======== Record extracts ========

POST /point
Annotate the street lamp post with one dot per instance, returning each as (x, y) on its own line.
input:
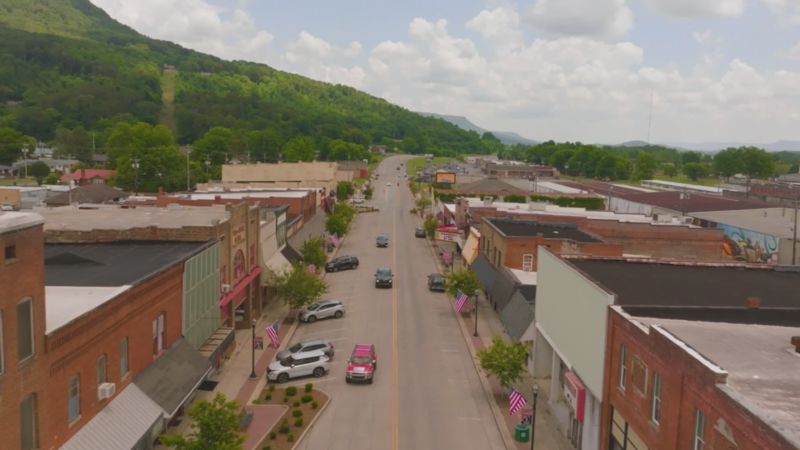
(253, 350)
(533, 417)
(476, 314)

========
======== Record extracts ========

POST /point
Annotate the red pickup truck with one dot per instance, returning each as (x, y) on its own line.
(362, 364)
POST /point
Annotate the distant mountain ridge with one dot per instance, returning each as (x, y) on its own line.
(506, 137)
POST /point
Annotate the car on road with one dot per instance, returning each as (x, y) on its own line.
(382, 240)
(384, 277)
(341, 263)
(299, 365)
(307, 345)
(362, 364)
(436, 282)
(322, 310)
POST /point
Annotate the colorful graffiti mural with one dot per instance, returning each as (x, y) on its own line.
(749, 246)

========

*What to work on:*
Identify every line of the entries above that contains the word "returning", matching case exactly, and copy each of those lines in full.

*Finished task:*
Annotate the street lamp post with one dot per instance, returning each as (x, y) on its own line.
Annotate the red pickup truck with one dot per instance, returning each as (x, y) on its own line.
Annotate the distant mountain ridge with one dot per instance, returning each as (x, y) on its own line.
Annotate the car on road with one dot per instance, returning each as (x, y) on its own line.
Annotate the colorful graffiti mural with one dot per instance, returning each as (x, y) on its own line.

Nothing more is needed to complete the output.